» **Consignes**
(a) Traduisez en anglais la phrase suivante de l'extrait sur le renouvellement du visa : « Les deux ministères demandent un relevé de note complet pour effectuer le renouvellement. »
(b) Reproduisez à l'identique un passage de l'extrait sur le renouvellement du visa. Partez des mots « Le troisième domaine » et arrêtez-vous après « des accords internationaux. ».

» **Extrait du document**
---
Le troisième domaine est l’endroit où les conséquences du signalement sont particulièrement importantes. Nous parlons bien sûr du renouvellement du visa. Pour continuer ses études, l’étudiant.e provenant de l’international a besoin d’avoir le droit d’être au pays. Pour ce faire, il ou elle doit obtenir un renouvellement. Les modalités de renouvellement diffèrent en fonction des accords internationaux. 


Dans le cas des étudiant.es africains qu’on a rencontré plus haut, le processus de renouvellement passe principalement par le ministère de l’immigration canadienne et le ministère de l’immigration québécois. Les deux ministères demandent un relevé de note complet pour effectuer le renouvellement. Le signalement suspend la notation, si bien que les délais s’accumulent. Le ministère de l’immigration, de la francisation et de l’intégration (le MIFI) nécessite de 5 à 7 semaines pour effectuer un renouvellement. Pour l’IRCC, les délais sont généralement encore plus longs. Quel est le statut de l’étudiant.e pendant ce temps ? Dans le meilleur des cas, son statut est précaire, dans le pire des cas, le signalement pour «infraction de nature académique» peut rendre la présence au pays de celui-ci ou celle-ci illégale. Bien sûr, les personnes qui effectuent le signalement ou l'UQAM ne font pas le sale boulot de déporter des étudiants victime d’abus de signalement, mais peut-on vraiment dire qu’elle n’a pas la moindre once de responsabilité dans le processus d’illégalisation[2] de certain.es étudiant.es


Peut-on être reconnu coupable tout en étant innocent ?
---
» **Enregistrements**
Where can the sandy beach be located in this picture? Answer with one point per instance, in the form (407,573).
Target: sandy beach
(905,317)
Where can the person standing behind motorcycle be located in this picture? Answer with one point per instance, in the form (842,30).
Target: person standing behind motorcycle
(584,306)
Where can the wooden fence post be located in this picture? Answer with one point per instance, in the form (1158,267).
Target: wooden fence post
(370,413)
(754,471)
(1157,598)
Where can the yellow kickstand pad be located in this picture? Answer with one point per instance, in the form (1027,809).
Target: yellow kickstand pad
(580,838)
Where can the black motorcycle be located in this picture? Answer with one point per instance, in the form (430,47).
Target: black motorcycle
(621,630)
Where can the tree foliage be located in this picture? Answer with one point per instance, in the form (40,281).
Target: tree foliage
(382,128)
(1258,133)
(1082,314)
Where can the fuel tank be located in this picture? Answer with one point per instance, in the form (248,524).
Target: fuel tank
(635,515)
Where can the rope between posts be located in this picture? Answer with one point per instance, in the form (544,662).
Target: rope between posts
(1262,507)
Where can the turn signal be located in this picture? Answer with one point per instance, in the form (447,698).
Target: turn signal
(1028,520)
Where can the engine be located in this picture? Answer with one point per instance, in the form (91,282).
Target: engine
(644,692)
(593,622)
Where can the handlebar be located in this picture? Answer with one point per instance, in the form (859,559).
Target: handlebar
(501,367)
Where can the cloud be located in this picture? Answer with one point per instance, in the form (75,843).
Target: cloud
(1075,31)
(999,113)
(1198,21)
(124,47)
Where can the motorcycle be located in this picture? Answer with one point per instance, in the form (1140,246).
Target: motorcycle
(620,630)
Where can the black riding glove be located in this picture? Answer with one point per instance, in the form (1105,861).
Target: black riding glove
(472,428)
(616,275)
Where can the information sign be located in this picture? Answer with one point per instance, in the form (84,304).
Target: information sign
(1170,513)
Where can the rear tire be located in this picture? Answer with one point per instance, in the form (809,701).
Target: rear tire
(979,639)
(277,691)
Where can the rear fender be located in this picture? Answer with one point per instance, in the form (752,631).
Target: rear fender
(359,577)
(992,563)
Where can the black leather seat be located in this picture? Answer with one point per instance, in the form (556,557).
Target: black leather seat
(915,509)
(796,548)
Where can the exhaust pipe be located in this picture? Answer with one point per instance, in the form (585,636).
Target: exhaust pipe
---
» **Réponses par consigne**
(a) Both ministries require a complete transcript to process the renewal.

(b)
Le troisième domaine est l’endroit où les conséquences du signalement sont particulièrement importantes. Nous parlons bien sûr du renouvellement du visa. Pour continuer ses études, l’étudiant.e provenant de l’international a besoin d’avoir le droit d’être au pays. Pour ce faire, il ou elle doit obtenir un renouvellement. Les modalités de renouvellement diffèrent en fonction des accords internationaux.